***** EXTRACT TO READ *****

Indy Rezone Kickoff Meeting

On July 5th from 6 to 8 pm, the Mayor is announcing the kickoff of a new program known as Indy Rezone at the Central Library.  The website and facebook page are under maintenance right now, but this program could be the start of something huge for the city.  Urban Indy hopes to use this opportunity to influence the city to push for city-wide form-based codes, as well as changing or even dropping the requirements for parking minimums.   We hope to see as many of our readers at this meeting as possible.

Comments 30

  • “dropping the requirements for parking minimums” – that would be huge, I hope it gets serious consideration.

  • Ballard and the powers that be will use “Indy Rezone” as a stepping stone to more taxpayer-funded projects that primarily benefit private parties. The City for example funded the Lilly hotel complex, when no other entity would touch it. That’s how things work in Indy, pay to play.

    The City could take any number of steps to improve the lives here, like funding more buses inside 465, and addressing zoning (and weeds) violations proactively. They don’t, because there’s no money to be made. Big profits come from big projects, which is why we’re spending over $200,000 per unit for low-income housing at 16th and College, when hundreds of decent houses can be had for $50,000.

    I realize this sounds negative, but good grief, we tore down the first NFL stadium before it was even paid off.

    My other concern is the tone of the thing, this bit sounds like something from Ceausescu: “Marion County‟s gross density is 3.51 persons per acre (1.67 dwelling units per acre), which is well below a sustainable density”. So what ? If people want to live in denser areas, they can. Do we have to force everyone, a la Portland, to cram into as little space as possible ? Huge tracts of Marion County are farmland.

    The info about this effort is at:

    • Gene you make a good point about density but currently, ALL of Marion County is developed like that. For whatever reason, some people do not have the choice to move away be it family, job, etc whatever. Shouldn’t we be able to craft our development policies to make at least some of our city favorable for people who want to live that way? It currently is not. From my perspective, the policy is written I feel like I am “forced” to live in a city which promotes spread out living.
      For me, this initiative represents a way to change that, and provide more options. In terms of markets, we are influenced far one way by current policy.

    • Additionally, not all of Portland is “crammed into as little space as possible”. They still have lots of transportation problems because large empoyment centers exist on the edge of their developable land. They are not all crammed in as you assert. However, at least in Portland, people have the choice to live in dense downtown, where you can live without a car, walk everywhere and use MAX and streetcar.
      Conversely, we do not have that option here. The resulting difference are the cast oceans of parking lots we have here which contrinute nothing to the urabn environment, destroy connectivity and create environmental problems.

  • Based on experience with retailers who never want a full parking lot, density would be better served by not only limiting parking minimums but also putting into place parking maximums. Have any of you ever seen 60 cars at a certain national pharmacy chain at the same time? Regardless it’s a design standard for them.

    • Surprisingly, yes, at the 16th & Meridian CVS. That lot is consistently well-parked. DMD staff and the neighborhood CDC tried to convince them to use the allowable minimum of (IIRC) 42 spaces. They put in something more than 70 based on their prior experience at 18th & Illinois.

    • It should also be noted that several street spaces go unused and several bus routes pass directly by. Instead of investing in existing infrastructure, we dedicated half of that land to peak parking periods…..I am sure the residents to the east are thrilled.

***** SUPPLIED DATA *****

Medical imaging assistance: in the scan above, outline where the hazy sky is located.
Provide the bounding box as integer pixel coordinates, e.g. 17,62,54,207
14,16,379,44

*****

TASK SET
(a) According to the Indy Rezone post, where will the kickoff meeting be held?
(b) Write the next part of the Indy Rezone post and its comments, picking up after the last sentence shown.

RESULTS FOR EACH TASK
(a) At the Central Library.

(b)
      • Please be fair: at 16th & Meridian both the developer of the Walgreen’s and the developer of the CVS invited IndyGo to place shelters on their property, and each maintains its stop pretty well. Both stores have a direct sidewalk to the main entry from the public sidewalk…no walking across parking lot is ncessary as in a suburban store. CVS built an extra sidewalk on Scioto Street (the alley to the east) to make it easier for ONS and Herron Morton residents to walk to the store. CVS has excellent alley access for cars. Both incorporated previously paved parking areas.
        I’m not saying those developments are anywhere near “urban perfection” but they are both good. If you want to make the perfect into the enemy of the good, then more power to you, but you won’t get much done.

        • I was simply saying that alternatives existed and the oversized parking lot wasn’t necessary……..It is an additional subsidy by society to focus towards the car. I’m not saying no parking was necessary at this point, but there are many people who have a choice between bus/bike/walk and drive. If the parking is “provided” for them, they will probably drive.

          • I worked within walking distance of these sites for more than five years and did business with them regularly. Sometimes I walked, sometimes I drove, and it had almost nothing to do with any design feature of the site and almost everything to do with personal convenience (i.e. what/where I was on the way to or from at the moment or whether I could comfortably carry what I was purchasing).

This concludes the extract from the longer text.